Set task: Gather every line in the rows that contains the word "hello", and copy each one out in full.

Entries from a point annotation set
>> begin

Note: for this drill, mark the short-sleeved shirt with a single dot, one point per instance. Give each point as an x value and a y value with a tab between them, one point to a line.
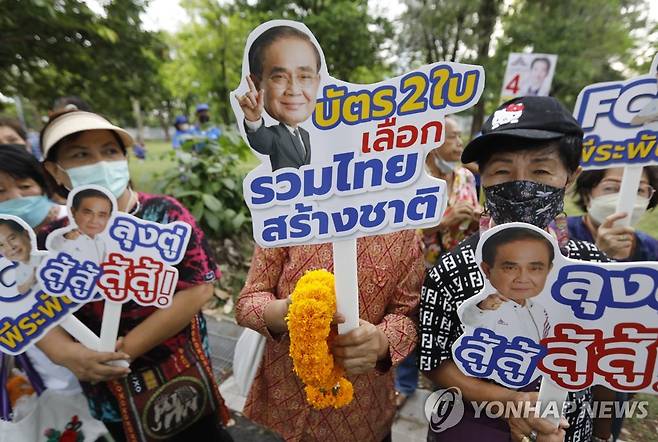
646	247
457	278
197	267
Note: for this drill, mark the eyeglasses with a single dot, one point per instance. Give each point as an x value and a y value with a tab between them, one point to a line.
282	80
607	188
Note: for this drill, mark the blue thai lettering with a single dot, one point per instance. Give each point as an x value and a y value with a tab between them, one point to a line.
401	168
275	229
428	198
300	224
375	166
311	189
262	188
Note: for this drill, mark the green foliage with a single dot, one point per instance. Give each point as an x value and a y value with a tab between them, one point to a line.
53	49
208	182
206	62
593	39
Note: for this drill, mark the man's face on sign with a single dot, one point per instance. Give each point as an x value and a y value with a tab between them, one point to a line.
290	80
539	72
520	269
15	246
541	165
92	215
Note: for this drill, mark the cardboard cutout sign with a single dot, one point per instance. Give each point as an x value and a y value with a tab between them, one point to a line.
340	160
576	323
102	254
105	254
620	121
528	74
27	311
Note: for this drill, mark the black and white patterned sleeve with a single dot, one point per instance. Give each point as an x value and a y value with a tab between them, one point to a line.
436	320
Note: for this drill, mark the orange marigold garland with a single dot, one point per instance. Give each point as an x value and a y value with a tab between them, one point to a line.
309	324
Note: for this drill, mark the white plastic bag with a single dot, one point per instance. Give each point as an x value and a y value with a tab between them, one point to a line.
247	358
57	412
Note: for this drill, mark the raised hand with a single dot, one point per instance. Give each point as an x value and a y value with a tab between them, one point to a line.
615	241
252	102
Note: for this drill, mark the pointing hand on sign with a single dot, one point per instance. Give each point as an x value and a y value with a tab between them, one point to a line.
252	102
492	302
615	241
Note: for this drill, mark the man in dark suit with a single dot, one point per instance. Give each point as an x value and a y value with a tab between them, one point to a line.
286	148
284	80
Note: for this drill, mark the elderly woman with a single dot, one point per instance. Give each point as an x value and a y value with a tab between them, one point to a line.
597	193
525	164
26	188
390	271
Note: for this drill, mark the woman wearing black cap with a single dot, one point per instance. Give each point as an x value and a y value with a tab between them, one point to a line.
528	154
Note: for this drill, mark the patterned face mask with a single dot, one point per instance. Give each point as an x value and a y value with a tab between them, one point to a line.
524	201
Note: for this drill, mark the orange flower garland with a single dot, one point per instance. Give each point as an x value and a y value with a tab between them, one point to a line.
309	319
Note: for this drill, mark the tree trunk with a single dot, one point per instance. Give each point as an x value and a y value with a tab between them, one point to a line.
487	16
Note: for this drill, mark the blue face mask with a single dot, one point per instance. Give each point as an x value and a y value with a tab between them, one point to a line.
31	209
111	175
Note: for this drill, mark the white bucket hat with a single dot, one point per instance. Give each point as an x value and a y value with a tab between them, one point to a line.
78	121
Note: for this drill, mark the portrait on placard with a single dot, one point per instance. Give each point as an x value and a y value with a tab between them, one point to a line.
90	210
516	263
18	246
528	75
340	160
284	65
620	121
648	116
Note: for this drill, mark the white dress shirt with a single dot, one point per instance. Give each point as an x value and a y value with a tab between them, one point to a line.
511	319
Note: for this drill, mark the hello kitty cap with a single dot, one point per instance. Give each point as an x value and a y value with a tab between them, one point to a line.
533	118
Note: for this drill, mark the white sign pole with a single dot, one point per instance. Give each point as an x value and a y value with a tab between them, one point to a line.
79	331
347	286
630	183
110	328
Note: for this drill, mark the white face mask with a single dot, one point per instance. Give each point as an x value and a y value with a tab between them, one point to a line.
603	206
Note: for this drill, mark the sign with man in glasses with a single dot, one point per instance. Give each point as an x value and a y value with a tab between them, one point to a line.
341	160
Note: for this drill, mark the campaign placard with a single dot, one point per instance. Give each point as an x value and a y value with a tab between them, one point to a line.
340	160
106	254
541	314
528	75
102	254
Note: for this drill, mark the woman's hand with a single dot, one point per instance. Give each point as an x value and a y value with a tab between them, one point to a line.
524	425
615	241
92	366
461	212
359	350
252	102
73	234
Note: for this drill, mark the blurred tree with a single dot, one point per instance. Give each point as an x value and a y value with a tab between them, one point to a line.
595	39
52	49
207	52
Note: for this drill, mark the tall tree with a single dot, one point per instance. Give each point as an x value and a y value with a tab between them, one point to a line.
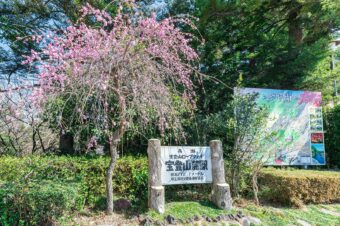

>> end

The result:
Note: for this drill, mark the hello kitty cap with a single dot, one point per instance. Give each point as an x value and a y value with a tab between them, one point to a line.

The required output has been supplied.